*** Opening of PROVIDED ENTRIES ***
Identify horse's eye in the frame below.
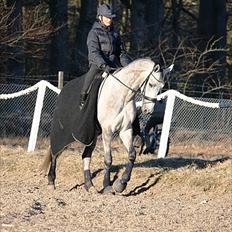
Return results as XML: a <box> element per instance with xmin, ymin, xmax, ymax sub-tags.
<box><xmin>149</xmin><ymin>83</ymin><xmax>153</xmax><ymax>87</ymax></box>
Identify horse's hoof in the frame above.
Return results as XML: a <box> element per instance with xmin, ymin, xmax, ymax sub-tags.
<box><xmin>47</xmin><ymin>183</ymin><xmax>56</xmax><ymax>190</ymax></box>
<box><xmin>103</xmin><ymin>186</ymin><xmax>115</xmax><ymax>195</ymax></box>
<box><xmin>84</xmin><ymin>184</ymin><xmax>98</xmax><ymax>194</ymax></box>
<box><xmin>88</xmin><ymin>186</ymin><xmax>99</xmax><ymax>194</ymax></box>
<box><xmin>113</xmin><ymin>179</ymin><xmax>127</xmax><ymax>193</ymax></box>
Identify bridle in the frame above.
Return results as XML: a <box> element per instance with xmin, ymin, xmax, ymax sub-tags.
<box><xmin>109</xmin><ymin>64</ymin><xmax>164</xmax><ymax>103</ymax></box>
<box><xmin>140</xmin><ymin>64</ymin><xmax>164</xmax><ymax>103</ymax></box>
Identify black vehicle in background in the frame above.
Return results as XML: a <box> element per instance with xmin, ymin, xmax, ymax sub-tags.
<box><xmin>140</xmin><ymin>99</ymin><xmax>170</xmax><ymax>156</ymax></box>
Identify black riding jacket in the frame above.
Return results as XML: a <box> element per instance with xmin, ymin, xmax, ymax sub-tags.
<box><xmin>87</xmin><ymin>21</ymin><xmax>131</xmax><ymax>69</ymax></box>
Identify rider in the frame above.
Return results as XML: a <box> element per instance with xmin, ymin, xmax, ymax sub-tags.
<box><xmin>79</xmin><ymin>3</ymin><xmax>131</xmax><ymax>109</ymax></box>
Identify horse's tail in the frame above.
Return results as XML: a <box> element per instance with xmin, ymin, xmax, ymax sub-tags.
<box><xmin>40</xmin><ymin>147</ymin><xmax>52</xmax><ymax>173</ymax></box>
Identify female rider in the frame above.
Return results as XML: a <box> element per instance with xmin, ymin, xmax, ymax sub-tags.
<box><xmin>79</xmin><ymin>3</ymin><xmax>131</xmax><ymax>108</ymax></box>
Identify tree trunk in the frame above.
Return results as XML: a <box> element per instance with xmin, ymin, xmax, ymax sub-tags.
<box><xmin>146</xmin><ymin>0</ymin><xmax>164</xmax><ymax>48</ymax></box>
<box><xmin>112</xmin><ymin>0</ymin><xmax>123</xmax><ymax>32</ymax></box>
<box><xmin>75</xmin><ymin>0</ymin><xmax>97</xmax><ymax>75</ymax></box>
<box><xmin>131</xmin><ymin>0</ymin><xmax>146</xmax><ymax>55</ymax></box>
<box><xmin>198</xmin><ymin>0</ymin><xmax>227</xmax><ymax>83</ymax></box>
<box><xmin>171</xmin><ymin>0</ymin><xmax>180</xmax><ymax>47</ymax></box>
<box><xmin>49</xmin><ymin>0</ymin><xmax>68</xmax><ymax>77</ymax></box>
<box><xmin>131</xmin><ymin>0</ymin><xmax>164</xmax><ymax>57</ymax></box>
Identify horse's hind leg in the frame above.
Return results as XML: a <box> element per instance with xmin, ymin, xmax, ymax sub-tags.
<box><xmin>47</xmin><ymin>151</ymin><xmax>59</xmax><ymax>189</ymax></box>
<box><xmin>82</xmin><ymin>136</ymin><xmax>97</xmax><ymax>192</ymax></box>
<box><xmin>113</xmin><ymin>128</ymin><xmax>136</xmax><ymax>193</ymax></box>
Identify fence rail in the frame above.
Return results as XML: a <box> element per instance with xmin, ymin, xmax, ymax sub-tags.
<box><xmin>0</xmin><ymin>80</ymin><xmax>232</xmax><ymax>157</ymax></box>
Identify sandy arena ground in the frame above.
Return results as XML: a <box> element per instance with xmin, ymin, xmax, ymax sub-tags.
<box><xmin>0</xmin><ymin>140</ymin><xmax>232</xmax><ymax>232</ymax></box>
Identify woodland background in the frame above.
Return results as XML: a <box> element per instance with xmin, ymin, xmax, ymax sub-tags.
<box><xmin>0</xmin><ymin>0</ymin><xmax>232</xmax><ymax>98</ymax></box>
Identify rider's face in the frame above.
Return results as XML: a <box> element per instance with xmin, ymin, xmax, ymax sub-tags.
<box><xmin>100</xmin><ymin>16</ymin><xmax>113</xmax><ymax>27</ymax></box>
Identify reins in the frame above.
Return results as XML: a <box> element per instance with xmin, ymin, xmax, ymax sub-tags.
<box><xmin>107</xmin><ymin>72</ymin><xmax>139</xmax><ymax>94</ymax></box>
<box><xmin>108</xmin><ymin>65</ymin><xmax>161</xmax><ymax>103</ymax></box>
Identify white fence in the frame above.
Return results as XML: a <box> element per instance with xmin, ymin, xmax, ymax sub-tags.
<box><xmin>0</xmin><ymin>80</ymin><xmax>232</xmax><ymax>156</ymax></box>
<box><xmin>0</xmin><ymin>81</ymin><xmax>60</xmax><ymax>151</ymax></box>
<box><xmin>156</xmin><ymin>90</ymin><xmax>232</xmax><ymax>157</ymax></box>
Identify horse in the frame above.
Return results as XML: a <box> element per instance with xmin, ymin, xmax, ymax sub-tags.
<box><xmin>41</xmin><ymin>58</ymin><xmax>173</xmax><ymax>194</ymax></box>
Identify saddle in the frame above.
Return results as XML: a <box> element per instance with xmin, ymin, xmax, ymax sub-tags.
<box><xmin>71</xmin><ymin>69</ymin><xmax>121</xmax><ymax>144</ymax></box>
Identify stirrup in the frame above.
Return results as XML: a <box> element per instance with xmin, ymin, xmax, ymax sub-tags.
<box><xmin>79</xmin><ymin>93</ymin><xmax>88</xmax><ymax>110</ymax></box>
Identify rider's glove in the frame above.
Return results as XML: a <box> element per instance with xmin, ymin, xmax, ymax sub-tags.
<box><xmin>101</xmin><ymin>64</ymin><xmax>111</xmax><ymax>73</ymax></box>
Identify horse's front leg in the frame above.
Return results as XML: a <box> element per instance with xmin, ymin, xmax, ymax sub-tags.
<box><xmin>102</xmin><ymin>132</ymin><xmax>113</xmax><ymax>193</ymax></box>
<box><xmin>113</xmin><ymin>128</ymin><xmax>136</xmax><ymax>193</ymax></box>
<box><xmin>82</xmin><ymin>136</ymin><xmax>97</xmax><ymax>192</ymax></box>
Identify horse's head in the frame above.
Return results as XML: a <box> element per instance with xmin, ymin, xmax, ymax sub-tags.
<box><xmin>140</xmin><ymin>63</ymin><xmax>174</xmax><ymax>114</ymax></box>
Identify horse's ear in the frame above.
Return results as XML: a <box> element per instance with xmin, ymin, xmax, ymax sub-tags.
<box><xmin>163</xmin><ymin>64</ymin><xmax>174</xmax><ymax>76</ymax></box>
<box><xmin>154</xmin><ymin>64</ymin><xmax>160</xmax><ymax>72</ymax></box>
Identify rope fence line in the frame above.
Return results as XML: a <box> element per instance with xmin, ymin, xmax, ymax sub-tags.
<box><xmin>0</xmin><ymin>80</ymin><xmax>61</xmax><ymax>100</ymax></box>
<box><xmin>0</xmin><ymin>80</ymin><xmax>231</xmax><ymax>156</ymax></box>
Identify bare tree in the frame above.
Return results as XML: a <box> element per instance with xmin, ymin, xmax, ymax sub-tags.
<box><xmin>157</xmin><ymin>37</ymin><xmax>231</xmax><ymax>98</ymax></box>
<box><xmin>0</xmin><ymin>2</ymin><xmax>53</xmax><ymax>80</ymax></box>
<box><xmin>4</xmin><ymin>0</ymin><xmax>24</xmax><ymax>81</ymax></box>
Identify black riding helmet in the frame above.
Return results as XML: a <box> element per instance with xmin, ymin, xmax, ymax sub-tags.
<box><xmin>97</xmin><ymin>3</ymin><xmax>116</xmax><ymax>19</ymax></box>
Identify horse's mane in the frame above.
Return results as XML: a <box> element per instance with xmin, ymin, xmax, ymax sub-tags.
<box><xmin>122</xmin><ymin>58</ymin><xmax>155</xmax><ymax>73</ymax></box>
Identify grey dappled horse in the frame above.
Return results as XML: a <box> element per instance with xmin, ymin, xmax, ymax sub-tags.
<box><xmin>42</xmin><ymin>58</ymin><xmax>173</xmax><ymax>194</ymax></box>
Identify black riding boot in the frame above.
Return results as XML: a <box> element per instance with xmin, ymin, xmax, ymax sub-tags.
<box><xmin>79</xmin><ymin>92</ymin><xmax>88</xmax><ymax>110</ymax></box>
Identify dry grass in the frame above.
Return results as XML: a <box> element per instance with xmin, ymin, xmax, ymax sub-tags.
<box><xmin>169</xmin><ymin>142</ymin><xmax>232</xmax><ymax>156</ymax></box>
<box><xmin>169</xmin><ymin>130</ymin><xmax>232</xmax><ymax>156</ymax></box>
<box><xmin>2</xmin><ymin>135</ymin><xmax>232</xmax><ymax>156</ymax></box>
<box><xmin>0</xmin><ymin>139</ymin><xmax>232</xmax><ymax>232</ymax></box>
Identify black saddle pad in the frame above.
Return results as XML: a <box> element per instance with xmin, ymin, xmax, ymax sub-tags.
<box><xmin>50</xmin><ymin>73</ymin><xmax>103</xmax><ymax>155</ymax></box>
<box><xmin>72</xmin><ymin>75</ymin><xmax>103</xmax><ymax>143</ymax></box>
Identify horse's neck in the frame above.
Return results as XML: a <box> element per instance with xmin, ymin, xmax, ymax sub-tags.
<box><xmin>112</xmin><ymin>71</ymin><xmax>144</xmax><ymax>90</ymax></box>
<box><xmin>98</xmin><ymin>70</ymin><xmax>145</xmax><ymax>105</ymax></box>
<box><xmin>114</xmin><ymin>72</ymin><xmax>144</xmax><ymax>101</ymax></box>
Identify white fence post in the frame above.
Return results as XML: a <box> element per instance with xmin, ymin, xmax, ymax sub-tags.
<box><xmin>27</xmin><ymin>82</ymin><xmax>46</xmax><ymax>152</ymax></box>
<box><xmin>158</xmin><ymin>92</ymin><xmax>176</xmax><ymax>158</ymax></box>
<box><xmin>58</xmin><ymin>71</ymin><xmax>64</xmax><ymax>89</ymax></box>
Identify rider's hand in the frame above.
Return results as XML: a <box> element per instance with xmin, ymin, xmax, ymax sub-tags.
<box><xmin>104</xmin><ymin>65</ymin><xmax>111</xmax><ymax>73</ymax></box>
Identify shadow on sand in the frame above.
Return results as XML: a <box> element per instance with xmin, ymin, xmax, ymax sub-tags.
<box><xmin>111</xmin><ymin>156</ymin><xmax>231</xmax><ymax>196</ymax></box>
<box><xmin>70</xmin><ymin>156</ymin><xmax>230</xmax><ymax>195</ymax></box>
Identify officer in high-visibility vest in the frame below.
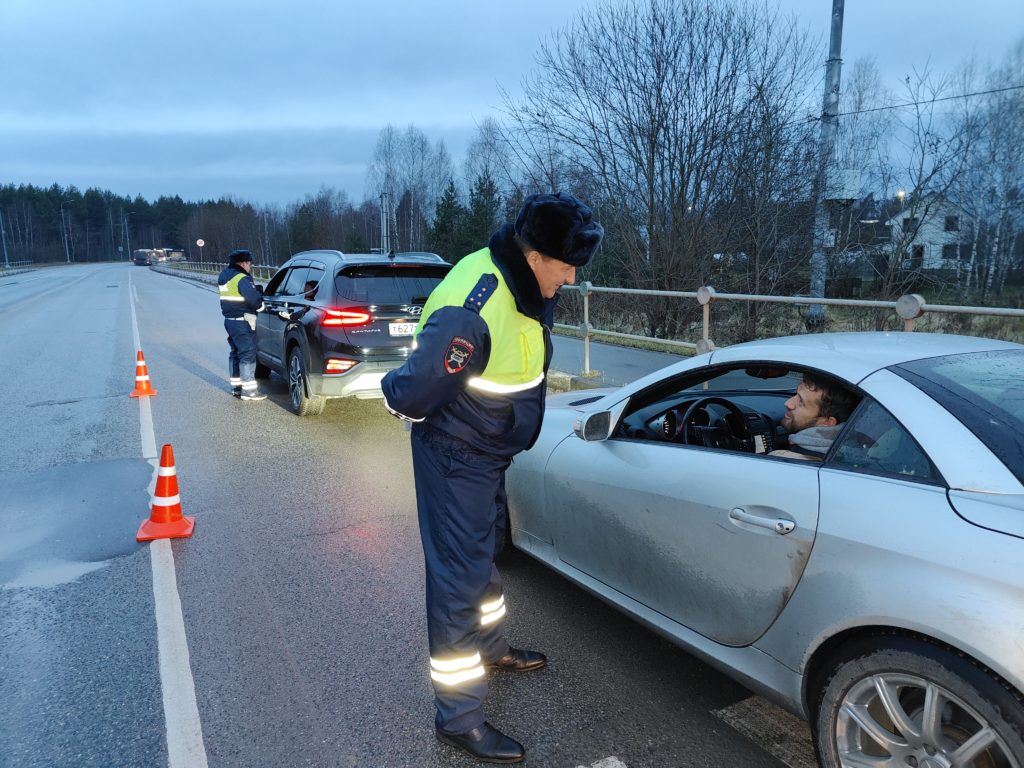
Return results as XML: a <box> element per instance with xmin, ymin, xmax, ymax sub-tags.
<box><xmin>218</xmin><ymin>249</ymin><xmax>266</xmax><ymax>401</ymax></box>
<box><xmin>382</xmin><ymin>192</ymin><xmax>603</xmax><ymax>763</ymax></box>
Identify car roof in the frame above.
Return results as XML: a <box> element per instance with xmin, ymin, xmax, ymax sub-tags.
<box><xmin>288</xmin><ymin>249</ymin><xmax>449</xmax><ymax>267</ymax></box>
<box><xmin>708</xmin><ymin>331</ymin><xmax>1024</xmax><ymax>384</ymax></box>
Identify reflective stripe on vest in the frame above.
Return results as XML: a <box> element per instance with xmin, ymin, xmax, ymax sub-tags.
<box><xmin>417</xmin><ymin>248</ymin><xmax>545</xmax><ymax>394</ymax></box>
<box><xmin>219</xmin><ymin>273</ymin><xmax>247</xmax><ymax>301</ymax></box>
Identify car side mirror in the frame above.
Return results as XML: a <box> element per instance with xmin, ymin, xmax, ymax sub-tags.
<box><xmin>573</xmin><ymin>411</ymin><xmax>612</xmax><ymax>442</ymax></box>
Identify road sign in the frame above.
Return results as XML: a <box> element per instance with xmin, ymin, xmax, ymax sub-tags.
<box><xmin>196</xmin><ymin>239</ymin><xmax>205</xmax><ymax>247</ymax></box>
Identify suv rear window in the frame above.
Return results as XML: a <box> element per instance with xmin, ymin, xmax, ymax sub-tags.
<box><xmin>335</xmin><ymin>265</ymin><xmax>449</xmax><ymax>304</ymax></box>
<box><xmin>892</xmin><ymin>349</ymin><xmax>1024</xmax><ymax>483</ymax></box>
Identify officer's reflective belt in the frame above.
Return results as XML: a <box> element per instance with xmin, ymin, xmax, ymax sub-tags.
<box><xmin>466</xmin><ymin>374</ymin><xmax>544</xmax><ymax>394</ymax></box>
<box><xmin>480</xmin><ymin>595</ymin><xmax>506</xmax><ymax>626</ymax></box>
<box><xmin>430</xmin><ymin>652</ymin><xmax>485</xmax><ymax>686</ymax></box>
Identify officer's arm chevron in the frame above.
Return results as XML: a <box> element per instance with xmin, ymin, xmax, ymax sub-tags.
<box><xmin>463</xmin><ymin>273</ymin><xmax>499</xmax><ymax>314</ymax></box>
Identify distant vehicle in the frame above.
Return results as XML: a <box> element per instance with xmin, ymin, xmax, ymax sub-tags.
<box><xmin>132</xmin><ymin>248</ymin><xmax>184</xmax><ymax>265</ymax></box>
<box><xmin>255</xmin><ymin>249</ymin><xmax>451</xmax><ymax>416</ymax></box>
<box><xmin>506</xmin><ymin>331</ymin><xmax>1024</xmax><ymax>767</ymax></box>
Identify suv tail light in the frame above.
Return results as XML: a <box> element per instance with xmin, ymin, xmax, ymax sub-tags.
<box><xmin>325</xmin><ymin>358</ymin><xmax>358</xmax><ymax>374</ymax></box>
<box><xmin>321</xmin><ymin>308</ymin><xmax>372</xmax><ymax>327</ymax></box>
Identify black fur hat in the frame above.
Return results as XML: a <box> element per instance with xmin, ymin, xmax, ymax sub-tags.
<box><xmin>514</xmin><ymin>192</ymin><xmax>604</xmax><ymax>267</ymax></box>
<box><xmin>228</xmin><ymin>249</ymin><xmax>252</xmax><ymax>265</ymax></box>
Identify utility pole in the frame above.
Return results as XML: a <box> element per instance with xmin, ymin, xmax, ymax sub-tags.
<box><xmin>806</xmin><ymin>0</ymin><xmax>845</xmax><ymax>326</ymax></box>
<box><xmin>123</xmin><ymin>211</ymin><xmax>134</xmax><ymax>260</ymax></box>
<box><xmin>379</xmin><ymin>192</ymin><xmax>391</xmax><ymax>254</ymax></box>
<box><xmin>60</xmin><ymin>199</ymin><xmax>73</xmax><ymax>263</ymax></box>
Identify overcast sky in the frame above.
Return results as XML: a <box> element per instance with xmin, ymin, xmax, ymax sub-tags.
<box><xmin>0</xmin><ymin>0</ymin><xmax>1020</xmax><ymax>207</ymax></box>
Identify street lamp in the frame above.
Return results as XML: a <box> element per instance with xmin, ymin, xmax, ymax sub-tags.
<box><xmin>59</xmin><ymin>199</ymin><xmax>74</xmax><ymax>263</ymax></box>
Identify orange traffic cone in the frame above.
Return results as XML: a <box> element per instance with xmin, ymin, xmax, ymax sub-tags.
<box><xmin>137</xmin><ymin>444</ymin><xmax>195</xmax><ymax>541</ymax></box>
<box><xmin>129</xmin><ymin>350</ymin><xmax>158</xmax><ymax>398</ymax></box>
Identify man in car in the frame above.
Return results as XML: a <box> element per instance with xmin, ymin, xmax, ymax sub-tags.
<box><xmin>381</xmin><ymin>193</ymin><xmax>603</xmax><ymax>763</ymax></box>
<box><xmin>217</xmin><ymin>249</ymin><xmax>266</xmax><ymax>401</ymax></box>
<box><xmin>770</xmin><ymin>373</ymin><xmax>858</xmax><ymax>460</ymax></box>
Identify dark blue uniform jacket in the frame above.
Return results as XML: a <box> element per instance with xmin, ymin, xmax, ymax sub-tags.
<box><xmin>381</xmin><ymin>225</ymin><xmax>556</xmax><ymax>457</ymax></box>
<box><xmin>217</xmin><ymin>266</ymin><xmax>264</xmax><ymax>319</ymax></box>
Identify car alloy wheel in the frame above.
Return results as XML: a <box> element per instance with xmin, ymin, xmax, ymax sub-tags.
<box><xmin>815</xmin><ymin>638</ymin><xmax>1024</xmax><ymax>768</ymax></box>
<box><xmin>288</xmin><ymin>347</ymin><xmax>325</xmax><ymax>417</ymax></box>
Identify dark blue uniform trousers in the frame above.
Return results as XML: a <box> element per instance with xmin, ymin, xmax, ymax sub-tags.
<box><xmin>411</xmin><ymin>423</ymin><xmax>512</xmax><ymax>734</ymax></box>
<box><xmin>224</xmin><ymin>318</ymin><xmax>257</xmax><ymax>391</ymax></box>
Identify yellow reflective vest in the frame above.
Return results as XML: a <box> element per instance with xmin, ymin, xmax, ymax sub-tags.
<box><xmin>416</xmin><ymin>248</ymin><xmax>546</xmax><ymax>395</ymax></box>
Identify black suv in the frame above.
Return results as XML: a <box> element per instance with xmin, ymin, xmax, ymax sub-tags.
<box><xmin>255</xmin><ymin>250</ymin><xmax>451</xmax><ymax>416</ymax></box>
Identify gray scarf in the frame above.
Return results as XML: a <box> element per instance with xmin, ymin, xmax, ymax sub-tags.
<box><xmin>789</xmin><ymin>423</ymin><xmax>845</xmax><ymax>455</ymax></box>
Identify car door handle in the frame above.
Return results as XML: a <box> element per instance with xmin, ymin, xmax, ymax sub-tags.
<box><xmin>729</xmin><ymin>507</ymin><xmax>795</xmax><ymax>535</ymax></box>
*** Close of PROVIDED ENTRIES ***
● **ABOUT THIS EXERCISE**:
Which lines above run from the one containing "Identify rider's glove in the frame above." to the one containing "Identify bare tree in the frame above."? Give them again exactly, both ends included.

● **ANSWER TO THIS TASK**:
Identify rider's glove in the frame above.
Return results as XML: a <box> element per instance with xmin, ymin, xmax, ymax sub-tags.
<box><xmin>101</xmin><ymin>64</ymin><xmax>111</xmax><ymax>73</ymax></box>
Identify horse's front leg in the frame above.
Return results as XML: a <box> element per instance with xmin, ymin, xmax, ymax sub-tags.
<box><xmin>102</xmin><ymin>132</ymin><xmax>113</xmax><ymax>193</ymax></box>
<box><xmin>113</xmin><ymin>128</ymin><xmax>136</xmax><ymax>193</ymax></box>
<box><xmin>82</xmin><ymin>136</ymin><xmax>97</xmax><ymax>192</ymax></box>
Identify horse's head in the frame above.
Return results as XML: a <box> element per instance with xmin, ymin, xmax, ymax sub-tags.
<box><xmin>140</xmin><ymin>63</ymin><xmax>174</xmax><ymax>114</ymax></box>
Identify horse's ear in the frame above.
Return results as XML: a <box> element per instance with xmin, ymin, xmax, ymax sub-tags.
<box><xmin>163</xmin><ymin>64</ymin><xmax>174</xmax><ymax>76</ymax></box>
<box><xmin>154</xmin><ymin>64</ymin><xmax>160</xmax><ymax>72</ymax></box>
Identify rope fence line in the frame above.
Return results as XML: a <box> element per instance with xmin, ymin, xmax, ymax sub-tags.
<box><xmin>0</xmin><ymin>80</ymin><xmax>61</xmax><ymax>100</ymax></box>
<box><xmin>0</xmin><ymin>80</ymin><xmax>231</xmax><ymax>156</ymax></box>
Identify bare tree in the frame above.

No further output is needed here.